> [STUDY QUESTIONS]
A. In the winter pruning article, how much of a shrub's thickest, oldest stems should winter pruning remove at most?
B. Carry on the winter pruning article from the point at which it stops.
(EXTRACT)
The cold winter months in Colorado are the perfect time to prep your landscape to encourage beautiful color and blooms during the following spring. Though winter months are often seen as a dormant period for shrubs, flowers, and trees, it’s the perfect time to do a little work around your property. Here are three reasons why would should prune your plants throughout the winter months.
1. Encourages Growth
Many flowering shrubs, such as forsythia, lilac, and viburnum produce the most flowers when the wood is young. As the shrub starts to mature, it will slow down on flower production and grow stronger branches that are thick and hard to prune. Winter pruning should remove no more than one-third of the thickest, oldest stems on the shrub in order to make room for young growth. A fresh burst of growth will rejuvenate the plant during the spring and increase the length of time you can enjoy its blooms from year to year.
(End EXTRACT)
(DATASET EXTRACT)
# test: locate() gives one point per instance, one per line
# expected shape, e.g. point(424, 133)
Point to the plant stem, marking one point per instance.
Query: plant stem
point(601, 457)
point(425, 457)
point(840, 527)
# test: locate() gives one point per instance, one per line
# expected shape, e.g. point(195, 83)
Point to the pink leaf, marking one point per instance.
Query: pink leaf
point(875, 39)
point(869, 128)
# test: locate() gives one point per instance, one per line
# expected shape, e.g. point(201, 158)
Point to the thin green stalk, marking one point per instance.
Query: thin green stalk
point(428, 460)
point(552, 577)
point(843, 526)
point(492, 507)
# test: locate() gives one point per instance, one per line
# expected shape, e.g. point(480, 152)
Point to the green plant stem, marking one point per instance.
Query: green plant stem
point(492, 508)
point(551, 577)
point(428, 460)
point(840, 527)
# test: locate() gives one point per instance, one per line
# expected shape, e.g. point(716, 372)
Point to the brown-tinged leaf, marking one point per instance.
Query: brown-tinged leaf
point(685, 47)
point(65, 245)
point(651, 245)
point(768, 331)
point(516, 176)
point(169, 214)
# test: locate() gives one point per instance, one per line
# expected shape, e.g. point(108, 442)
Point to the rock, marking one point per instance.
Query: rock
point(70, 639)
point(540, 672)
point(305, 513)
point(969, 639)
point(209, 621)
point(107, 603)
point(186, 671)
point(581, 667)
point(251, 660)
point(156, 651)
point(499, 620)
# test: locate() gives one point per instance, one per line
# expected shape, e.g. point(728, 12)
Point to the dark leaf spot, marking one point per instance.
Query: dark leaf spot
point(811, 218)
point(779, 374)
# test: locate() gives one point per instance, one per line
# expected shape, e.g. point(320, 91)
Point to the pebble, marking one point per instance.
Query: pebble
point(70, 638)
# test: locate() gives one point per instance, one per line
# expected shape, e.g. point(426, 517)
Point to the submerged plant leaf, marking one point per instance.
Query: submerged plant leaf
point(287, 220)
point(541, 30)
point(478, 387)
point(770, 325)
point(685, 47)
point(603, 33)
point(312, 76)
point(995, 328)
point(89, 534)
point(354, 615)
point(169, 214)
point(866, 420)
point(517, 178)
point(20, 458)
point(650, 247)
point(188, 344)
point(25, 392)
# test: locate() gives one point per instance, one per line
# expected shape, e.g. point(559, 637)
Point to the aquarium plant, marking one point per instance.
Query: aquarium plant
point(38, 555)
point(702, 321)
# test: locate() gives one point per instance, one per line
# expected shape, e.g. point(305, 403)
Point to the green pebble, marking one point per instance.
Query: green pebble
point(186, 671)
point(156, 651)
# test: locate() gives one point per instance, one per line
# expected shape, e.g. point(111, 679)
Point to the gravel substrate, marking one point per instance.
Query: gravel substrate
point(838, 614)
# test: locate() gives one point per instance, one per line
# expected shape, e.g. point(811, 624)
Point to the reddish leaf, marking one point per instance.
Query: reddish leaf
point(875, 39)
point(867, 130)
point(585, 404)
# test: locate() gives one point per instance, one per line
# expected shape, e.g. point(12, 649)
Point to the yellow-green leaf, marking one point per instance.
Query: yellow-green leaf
(End DATASET EXTRACT)
> [ANSWERS]
A. No more than one-third of them.

B.
2. Avoids Insect Infestations
The winter season often puts a halt to the spread of disease or colonization of insects, but having plants pruned plays a part in reducing the attraction for insects still looking for a home. Trees release a pheromone that attracts disease or fungi carrying bugs, and pruning lowers the release levels. Pruning in the winter also gives time for any wounds on the tree to dry out and grow new tissue before insects find the hole and make their way in.
3. Avoid Disruption
Removing shrubs or trees from your landscape often requires significant digging. This can disrupt the soil and surrounding shrubbery. When work is scheduled during the winter months when the ground is hard, there is a less likely chance of causing damage or injury to the surrounding plant material. However, if pruning a shrub or removing a tree causes damage to a neighboring plant, corrective pruning can repair the damaged roots or above-ground portions and improve the chance of the damaged plant’s recovery.